#### MATERIAL PROVIDED ####

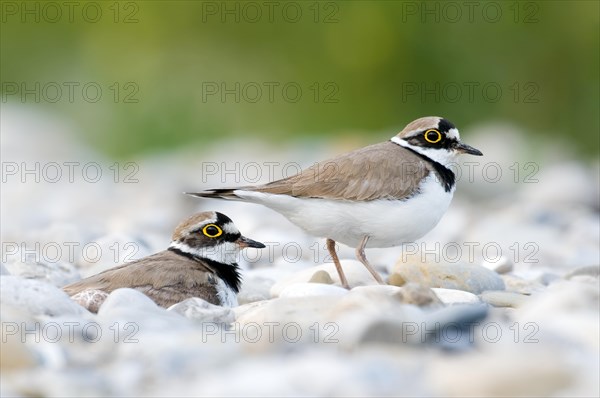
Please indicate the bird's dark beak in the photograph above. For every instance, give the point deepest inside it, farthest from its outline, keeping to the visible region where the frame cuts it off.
(464, 148)
(245, 242)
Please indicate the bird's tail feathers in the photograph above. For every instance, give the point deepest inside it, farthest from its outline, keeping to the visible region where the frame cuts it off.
(219, 193)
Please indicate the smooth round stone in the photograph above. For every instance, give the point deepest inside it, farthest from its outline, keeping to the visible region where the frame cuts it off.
(504, 299)
(14, 355)
(517, 284)
(200, 310)
(37, 298)
(410, 293)
(590, 270)
(254, 288)
(321, 277)
(355, 272)
(312, 289)
(471, 278)
(452, 296)
(58, 274)
(126, 300)
(130, 305)
(503, 266)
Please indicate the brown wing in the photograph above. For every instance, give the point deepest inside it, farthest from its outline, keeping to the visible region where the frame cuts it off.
(380, 171)
(165, 277)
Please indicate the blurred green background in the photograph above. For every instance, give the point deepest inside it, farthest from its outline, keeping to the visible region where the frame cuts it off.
(306, 68)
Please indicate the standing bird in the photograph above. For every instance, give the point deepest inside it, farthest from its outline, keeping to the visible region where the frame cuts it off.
(382, 195)
(200, 262)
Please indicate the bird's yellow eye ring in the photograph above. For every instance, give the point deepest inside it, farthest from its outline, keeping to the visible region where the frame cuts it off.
(212, 231)
(433, 136)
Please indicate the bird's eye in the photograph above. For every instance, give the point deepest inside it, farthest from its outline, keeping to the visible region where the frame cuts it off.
(212, 231)
(433, 136)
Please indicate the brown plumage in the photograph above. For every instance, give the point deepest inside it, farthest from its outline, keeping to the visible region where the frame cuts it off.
(183, 271)
(382, 195)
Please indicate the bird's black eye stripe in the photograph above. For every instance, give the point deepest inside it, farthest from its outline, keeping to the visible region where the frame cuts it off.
(445, 125)
(224, 236)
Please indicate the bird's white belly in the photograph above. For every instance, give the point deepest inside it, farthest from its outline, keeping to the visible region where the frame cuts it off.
(386, 222)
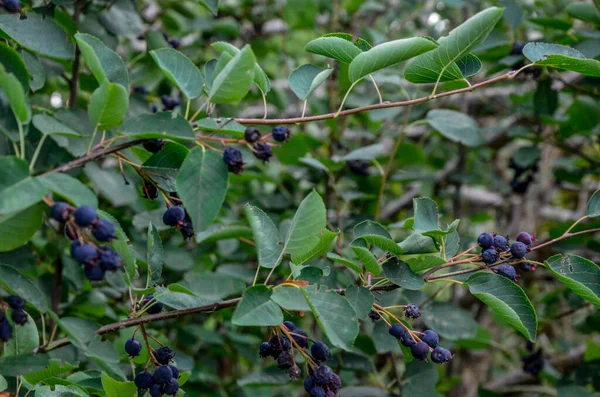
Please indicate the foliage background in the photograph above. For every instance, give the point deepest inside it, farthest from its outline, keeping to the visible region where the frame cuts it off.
(546, 122)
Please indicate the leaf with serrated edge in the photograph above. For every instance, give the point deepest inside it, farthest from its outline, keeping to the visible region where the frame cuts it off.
(579, 274)
(266, 236)
(507, 299)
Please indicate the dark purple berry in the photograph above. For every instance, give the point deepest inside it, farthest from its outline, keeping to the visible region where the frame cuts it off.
(320, 351)
(19, 317)
(83, 253)
(525, 238)
(233, 159)
(173, 216)
(172, 387)
(61, 211)
(397, 330)
(262, 151)
(252, 134)
(518, 250)
(439, 355)
(85, 216)
(431, 338)
(109, 260)
(489, 256)
(485, 240)
(507, 271)
(16, 302)
(162, 374)
(323, 374)
(133, 347)
(94, 272)
(281, 133)
(143, 380)
(412, 311)
(164, 355)
(420, 350)
(500, 243)
(104, 230)
(154, 146)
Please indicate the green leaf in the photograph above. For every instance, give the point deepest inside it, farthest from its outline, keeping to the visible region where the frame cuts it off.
(361, 300)
(585, 11)
(335, 316)
(459, 42)
(154, 256)
(507, 299)
(17, 228)
(48, 125)
(561, 57)
(257, 308)
(105, 64)
(450, 321)
(202, 185)
(290, 298)
(456, 126)
(387, 54)
(15, 94)
(260, 77)
(334, 47)
(579, 274)
(325, 244)
(180, 71)
(593, 206)
(346, 262)
(162, 125)
(114, 388)
(266, 236)
(70, 188)
(108, 106)
(11, 60)
(234, 81)
(25, 337)
(23, 364)
(307, 226)
(400, 274)
(17, 284)
(307, 78)
(39, 34)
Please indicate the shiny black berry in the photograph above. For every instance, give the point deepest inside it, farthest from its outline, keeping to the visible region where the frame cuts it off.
(154, 146)
(162, 374)
(485, 240)
(104, 230)
(85, 216)
(518, 250)
(420, 350)
(173, 216)
(320, 351)
(507, 271)
(61, 211)
(133, 347)
(431, 338)
(252, 134)
(233, 159)
(262, 151)
(281, 133)
(412, 311)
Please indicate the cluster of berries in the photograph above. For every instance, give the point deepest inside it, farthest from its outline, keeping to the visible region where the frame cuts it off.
(164, 380)
(176, 216)
(12, 6)
(493, 246)
(19, 316)
(321, 381)
(97, 260)
(262, 150)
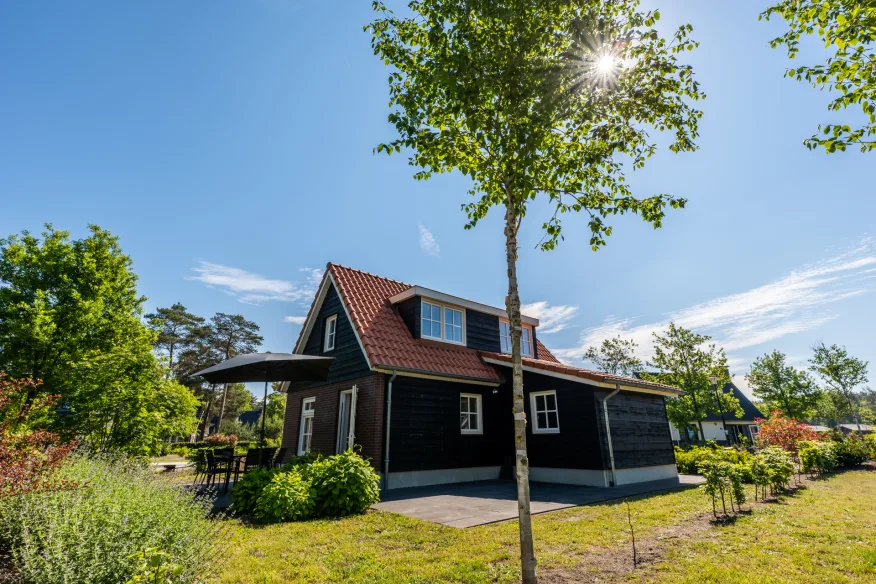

####

_EXERCISE DESCRIPTION_. All entries must come back exactly as written, though without their pictures.

_RESULT_.
Please indicate the bird's dark beak in the photograph above. For every instance, give the point deepest inside it, farthest from its outline, keeping to the visible region where the frame cuts it off.
(464, 148)
(245, 242)
Please indicate the bird's tail feathers in the photograph above. For every instance, give the point deepest inside it, farthest from its outline, keeping to the visible region where the frame cuts it off.
(219, 193)
Please indicate the smooth round stone in the photograph above. For every instance, give the point deepest inside it, farthest from its outline, keeping to the visible region where the frame cuts it off.
(504, 299)
(14, 355)
(517, 284)
(200, 310)
(37, 298)
(410, 293)
(590, 270)
(254, 288)
(321, 277)
(355, 272)
(312, 289)
(471, 278)
(452, 296)
(58, 274)
(126, 300)
(130, 305)
(503, 266)
Please indicate the brown wing in the photograph above. For every instance, give the point deepest inside it, farthest from its outline, keeping to the visible region where the frame cuts it off.
(380, 171)
(165, 277)
Please indicate the blurred green background in the photograph above. For every instance, give the point deepest inside it, farthest from its outline, keeping to the visible region where the frame cuts it off.
(306, 68)
Please indicate the standing bird in the photograph above. For every instance, give the point deepest inside it, farthest from its outline, keeping to the visible region where the frame cuts it off.
(382, 195)
(200, 262)
Please indicate the bird's yellow eye ring in the photograph above. For every instance, give the point deepest inside it, farthest from its outline, keeping to the visible region where the frame cuts it off.
(212, 231)
(433, 136)
Please indicate the bird's eye in the photograph above. For every instance, give the point deepest inside it, farthest from its outline, keeping to the visible region where the frame cuts it off.
(212, 231)
(433, 136)
Please indicate the brown plumage in the photograph above. For every instance, give the point deepest inside it, farthest from its outline, keeping to the visible region where the frame cuts it off.
(183, 271)
(382, 195)
Please indicate the bird's black eye stripe in the photograph above. For every instance, give the point deepest inside it, farthest from its outline, keeping to the visible region where the frame cuts it off.
(445, 125)
(224, 236)
Please indicate the bird's white belly in the photograph above. For every instance, give the point deepest inside it, farthest from its outline, keeping to the visible region where the frame cuts it off.
(386, 222)
Please indicate the foliage background in the photograph above. For every instance, give the point deepest inside it, farthest from its outline, keeping to the visible region where the frame cuts it off.
(546, 122)
Please indicate the leaf with serrated edge in the photograph above. For every instance, give the point deepest inside it, farthest from its outline, keeping to the visible region where the frame cuts it off.
(579, 274)
(266, 236)
(507, 299)
Please indicate the dark purple berry in the photograph above. For every instance, give the point deepest inside it, farthest from its outline, keeping to the visible region where the frame cuts it off.
(320, 351)
(19, 317)
(83, 253)
(525, 238)
(233, 159)
(173, 216)
(172, 387)
(61, 211)
(397, 330)
(262, 151)
(252, 134)
(518, 250)
(439, 355)
(85, 216)
(431, 338)
(109, 260)
(489, 256)
(485, 240)
(507, 271)
(16, 302)
(162, 374)
(323, 374)
(133, 347)
(94, 272)
(281, 133)
(143, 380)
(412, 311)
(164, 355)
(420, 350)
(500, 243)
(104, 230)
(154, 146)
Please indicate the green leaf in the photograph above. For every instance, give the point deepest inside it, farthest from its outline, keeping to the visible region where the frame cuts it off.
(361, 300)
(585, 11)
(335, 316)
(459, 42)
(154, 256)
(507, 299)
(17, 228)
(48, 125)
(561, 57)
(257, 308)
(105, 64)
(450, 321)
(202, 185)
(290, 298)
(456, 126)
(387, 54)
(15, 94)
(260, 77)
(334, 47)
(579, 274)
(325, 244)
(180, 71)
(593, 206)
(346, 262)
(162, 125)
(114, 388)
(266, 236)
(70, 188)
(108, 106)
(11, 60)
(234, 81)
(25, 337)
(23, 364)
(307, 226)
(400, 274)
(17, 284)
(307, 78)
(39, 34)
Please indicate the shiny black berry in the photograph above. For every instance, give the point deepest inside it, farthest from its outline, keeping to the visible region where the frame cuts it off.
(154, 146)
(162, 374)
(485, 240)
(104, 230)
(85, 216)
(518, 250)
(420, 350)
(173, 216)
(320, 351)
(507, 271)
(61, 211)
(133, 347)
(431, 338)
(252, 134)
(233, 159)
(262, 151)
(281, 133)
(412, 311)
Please indicate the cluster of berries in the photograph above. For every instance, give the point deepest inside it, farthest from its outline, keeping to the visible region where the frame cuts it off.
(164, 380)
(176, 216)
(12, 6)
(493, 246)
(19, 316)
(321, 381)
(97, 260)
(262, 150)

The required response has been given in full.